Stored items
===

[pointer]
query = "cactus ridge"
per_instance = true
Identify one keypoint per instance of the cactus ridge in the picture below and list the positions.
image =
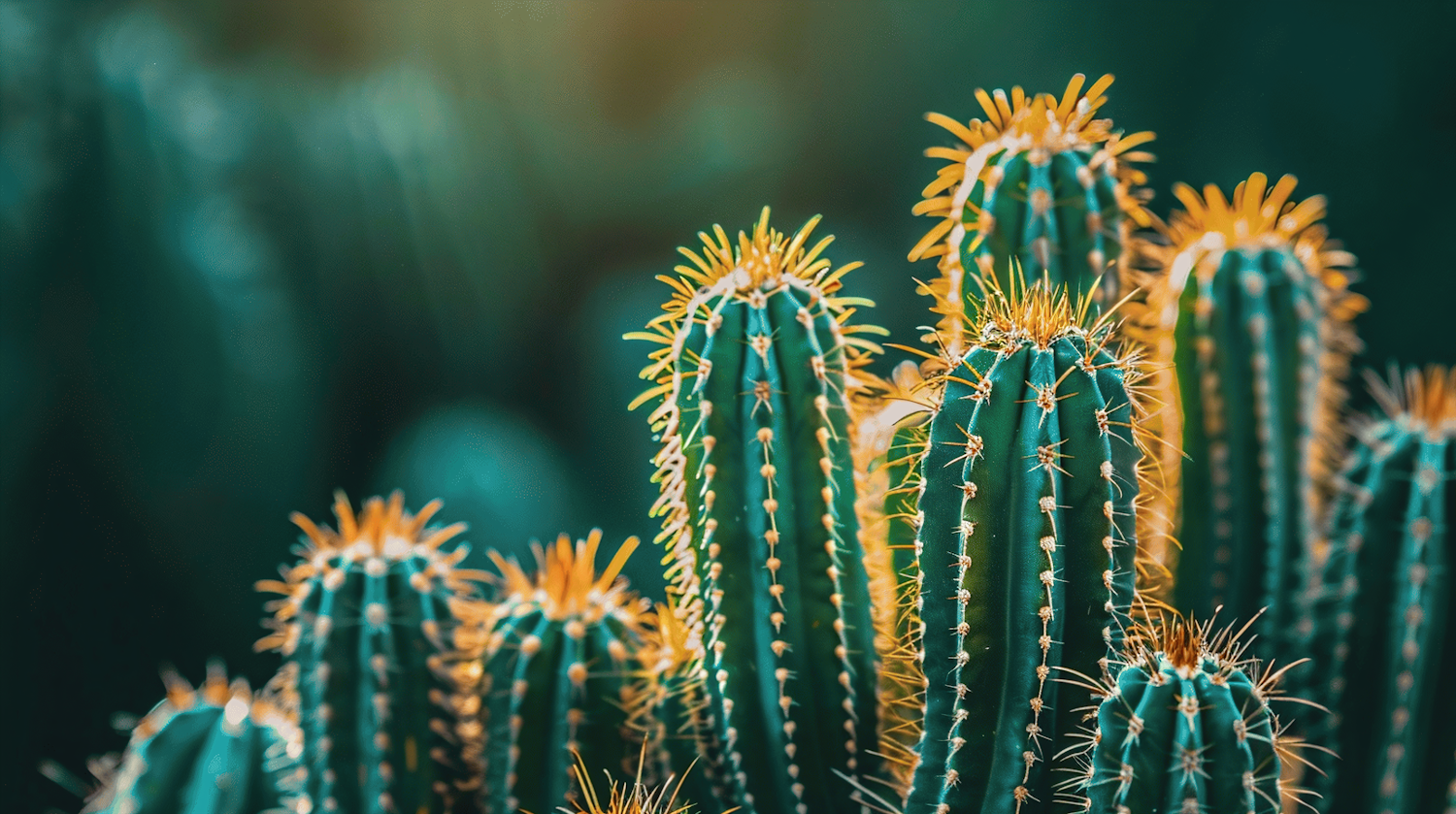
(1040, 180)
(759, 514)
(369, 624)
(1385, 618)
(215, 749)
(1030, 493)
(559, 674)
(1185, 726)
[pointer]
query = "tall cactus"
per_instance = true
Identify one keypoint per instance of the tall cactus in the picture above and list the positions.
(1030, 485)
(1040, 180)
(559, 673)
(215, 749)
(367, 621)
(1252, 326)
(759, 503)
(1185, 727)
(1385, 625)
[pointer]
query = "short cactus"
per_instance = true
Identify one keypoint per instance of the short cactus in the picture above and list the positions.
(1185, 727)
(1028, 494)
(215, 749)
(1254, 316)
(1042, 182)
(559, 673)
(1385, 624)
(367, 625)
(759, 503)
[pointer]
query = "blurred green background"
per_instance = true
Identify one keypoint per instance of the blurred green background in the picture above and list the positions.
(259, 249)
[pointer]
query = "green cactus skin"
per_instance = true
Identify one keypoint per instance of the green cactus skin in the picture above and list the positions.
(757, 488)
(369, 624)
(1027, 546)
(210, 750)
(1255, 319)
(1385, 624)
(1042, 182)
(559, 676)
(1185, 729)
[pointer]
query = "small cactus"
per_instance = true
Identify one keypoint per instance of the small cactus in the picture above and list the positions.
(1252, 322)
(759, 514)
(215, 749)
(1027, 539)
(1385, 622)
(1185, 727)
(1042, 180)
(367, 625)
(559, 674)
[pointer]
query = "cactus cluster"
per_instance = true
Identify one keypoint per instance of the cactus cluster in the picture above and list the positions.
(917, 593)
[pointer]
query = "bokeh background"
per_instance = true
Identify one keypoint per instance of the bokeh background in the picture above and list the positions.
(259, 249)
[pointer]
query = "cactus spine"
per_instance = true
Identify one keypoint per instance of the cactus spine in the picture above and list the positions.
(1185, 727)
(759, 503)
(215, 749)
(367, 624)
(1385, 625)
(1254, 317)
(559, 671)
(1040, 180)
(1030, 484)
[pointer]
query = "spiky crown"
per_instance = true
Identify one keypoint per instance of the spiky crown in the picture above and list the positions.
(1021, 124)
(565, 586)
(381, 535)
(760, 262)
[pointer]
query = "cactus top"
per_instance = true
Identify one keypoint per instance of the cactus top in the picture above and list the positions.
(1037, 127)
(381, 535)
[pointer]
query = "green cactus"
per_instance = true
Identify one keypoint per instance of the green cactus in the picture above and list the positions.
(1385, 622)
(369, 624)
(215, 749)
(1252, 323)
(1030, 485)
(1042, 182)
(559, 676)
(1185, 727)
(759, 503)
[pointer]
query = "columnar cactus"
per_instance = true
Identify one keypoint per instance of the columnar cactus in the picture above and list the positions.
(759, 503)
(1252, 323)
(559, 673)
(215, 749)
(1040, 180)
(1385, 625)
(1027, 539)
(367, 621)
(1185, 727)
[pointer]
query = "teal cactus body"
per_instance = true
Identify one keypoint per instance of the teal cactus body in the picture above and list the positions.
(1254, 320)
(1385, 622)
(1042, 182)
(561, 674)
(759, 502)
(209, 750)
(1185, 727)
(367, 621)
(1027, 546)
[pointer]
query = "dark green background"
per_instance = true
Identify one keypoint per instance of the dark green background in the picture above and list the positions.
(255, 250)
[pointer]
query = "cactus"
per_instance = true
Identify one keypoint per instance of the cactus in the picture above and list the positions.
(1185, 727)
(1040, 180)
(215, 749)
(1254, 322)
(759, 503)
(369, 624)
(1385, 625)
(559, 673)
(1030, 485)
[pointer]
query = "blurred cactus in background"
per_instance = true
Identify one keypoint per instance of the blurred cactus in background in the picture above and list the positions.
(1385, 618)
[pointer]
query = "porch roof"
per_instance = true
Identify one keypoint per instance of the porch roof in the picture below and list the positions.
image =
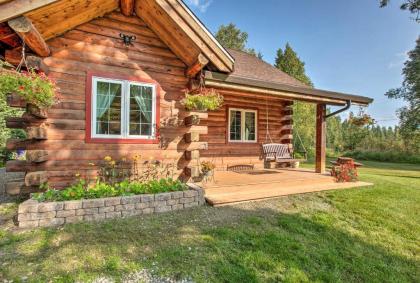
(254, 75)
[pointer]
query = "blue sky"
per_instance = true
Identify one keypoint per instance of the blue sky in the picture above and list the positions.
(348, 46)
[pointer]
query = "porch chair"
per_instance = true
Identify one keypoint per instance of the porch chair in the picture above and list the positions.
(279, 153)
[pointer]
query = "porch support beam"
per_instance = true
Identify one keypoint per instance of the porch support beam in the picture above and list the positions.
(321, 138)
(127, 7)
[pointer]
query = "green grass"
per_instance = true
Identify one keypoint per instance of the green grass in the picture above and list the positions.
(357, 235)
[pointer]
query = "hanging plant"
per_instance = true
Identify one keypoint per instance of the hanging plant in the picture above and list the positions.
(202, 99)
(361, 120)
(36, 89)
(207, 101)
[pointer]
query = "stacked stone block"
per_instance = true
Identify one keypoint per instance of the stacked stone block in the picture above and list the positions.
(32, 214)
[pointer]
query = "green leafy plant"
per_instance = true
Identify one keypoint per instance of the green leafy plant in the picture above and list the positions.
(81, 190)
(207, 166)
(205, 101)
(34, 88)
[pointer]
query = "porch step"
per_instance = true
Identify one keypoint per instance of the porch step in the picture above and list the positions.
(252, 192)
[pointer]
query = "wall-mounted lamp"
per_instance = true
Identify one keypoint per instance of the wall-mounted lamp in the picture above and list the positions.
(127, 39)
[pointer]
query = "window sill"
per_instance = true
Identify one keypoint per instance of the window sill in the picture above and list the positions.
(121, 141)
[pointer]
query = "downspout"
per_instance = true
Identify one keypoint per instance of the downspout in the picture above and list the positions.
(347, 107)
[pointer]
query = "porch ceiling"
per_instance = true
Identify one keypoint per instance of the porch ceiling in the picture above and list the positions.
(290, 92)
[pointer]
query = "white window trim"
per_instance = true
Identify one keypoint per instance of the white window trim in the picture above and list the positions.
(243, 111)
(125, 106)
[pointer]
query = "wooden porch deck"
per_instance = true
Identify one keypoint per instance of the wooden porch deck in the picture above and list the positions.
(232, 187)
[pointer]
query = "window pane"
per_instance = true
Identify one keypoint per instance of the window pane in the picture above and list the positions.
(249, 126)
(108, 108)
(141, 110)
(235, 125)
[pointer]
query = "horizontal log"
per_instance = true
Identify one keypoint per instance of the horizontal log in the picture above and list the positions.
(192, 120)
(192, 155)
(192, 137)
(36, 111)
(36, 156)
(16, 166)
(36, 178)
(14, 188)
(192, 171)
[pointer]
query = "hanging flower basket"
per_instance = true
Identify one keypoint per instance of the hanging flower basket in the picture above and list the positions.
(39, 91)
(202, 100)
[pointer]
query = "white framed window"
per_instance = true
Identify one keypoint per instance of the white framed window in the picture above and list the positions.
(123, 109)
(242, 125)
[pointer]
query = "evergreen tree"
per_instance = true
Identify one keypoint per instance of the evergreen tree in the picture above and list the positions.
(232, 37)
(290, 63)
(410, 92)
(304, 114)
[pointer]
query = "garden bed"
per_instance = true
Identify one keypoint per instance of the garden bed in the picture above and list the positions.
(32, 214)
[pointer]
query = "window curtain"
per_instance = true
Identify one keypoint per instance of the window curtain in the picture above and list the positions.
(103, 103)
(144, 105)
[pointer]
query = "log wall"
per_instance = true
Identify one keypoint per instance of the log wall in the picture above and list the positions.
(224, 153)
(96, 46)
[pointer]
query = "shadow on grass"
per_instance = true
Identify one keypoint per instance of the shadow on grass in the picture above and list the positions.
(229, 244)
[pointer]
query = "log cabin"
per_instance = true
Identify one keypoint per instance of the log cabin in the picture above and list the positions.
(122, 67)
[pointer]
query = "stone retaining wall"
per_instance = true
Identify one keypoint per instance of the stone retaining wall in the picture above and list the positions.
(32, 213)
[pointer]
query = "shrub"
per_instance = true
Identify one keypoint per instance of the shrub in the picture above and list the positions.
(345, 172)
(208, 101)
(36, 89)
(81, 190)
(385, 156)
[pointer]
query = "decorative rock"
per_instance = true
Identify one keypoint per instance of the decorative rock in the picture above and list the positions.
(124, 207)
(50, 206)
(190, 193)
(94, 217)
(51, 222)
(129, 213)
(177, 195)
(163, 196)
(66, 213)
(142, 205)
(86, 211)
(177, 207)
(74, 219)
(164, 208)
(172, 202)
(114, 214)
(74, 204)
(106, 209)
(29, 224)
(32, 214)
(147, 198)
(91, 203)
(186, 200)
(112, 201)
(28, 206)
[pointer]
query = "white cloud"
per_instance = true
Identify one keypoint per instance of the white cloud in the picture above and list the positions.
(399, 61)
(201, 5)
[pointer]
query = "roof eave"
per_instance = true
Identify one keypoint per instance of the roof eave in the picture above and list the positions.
(306, 94)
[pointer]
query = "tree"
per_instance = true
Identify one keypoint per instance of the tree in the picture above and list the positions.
(411, 5)
(303, 113)
(232, 37)
(410, 92)
(290, 63)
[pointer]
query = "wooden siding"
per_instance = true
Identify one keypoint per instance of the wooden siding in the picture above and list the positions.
(97, 47)
(225, 153)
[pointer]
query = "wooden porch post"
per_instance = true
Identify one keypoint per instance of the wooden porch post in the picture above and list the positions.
(321, 138)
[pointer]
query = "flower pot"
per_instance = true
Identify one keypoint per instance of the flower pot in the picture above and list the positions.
(36, 111)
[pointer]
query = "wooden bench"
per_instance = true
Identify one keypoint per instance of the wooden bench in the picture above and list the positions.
(279, 153)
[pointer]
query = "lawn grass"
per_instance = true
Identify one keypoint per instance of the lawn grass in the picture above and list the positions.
(356, 235)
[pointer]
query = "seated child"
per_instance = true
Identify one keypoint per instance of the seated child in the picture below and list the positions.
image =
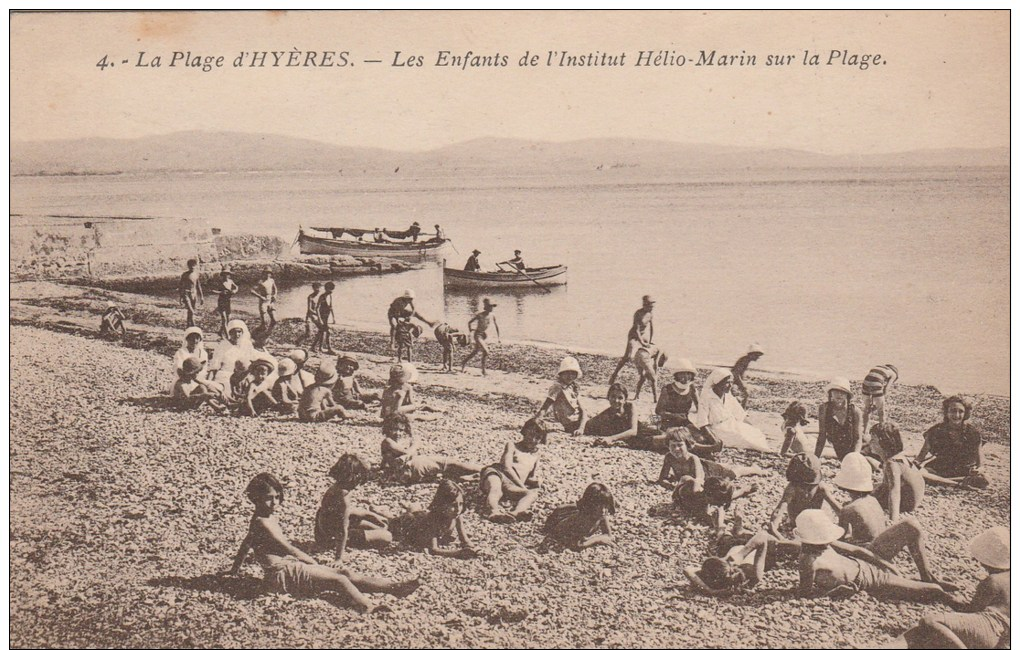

===

**What is required:** Find every line in the rows above that contains the word "blue", and copy each of those lines.

**Response to the task:**
query = "blue sky"
Identify one keypoint per instance of the blue sky in the picture above and list the positions.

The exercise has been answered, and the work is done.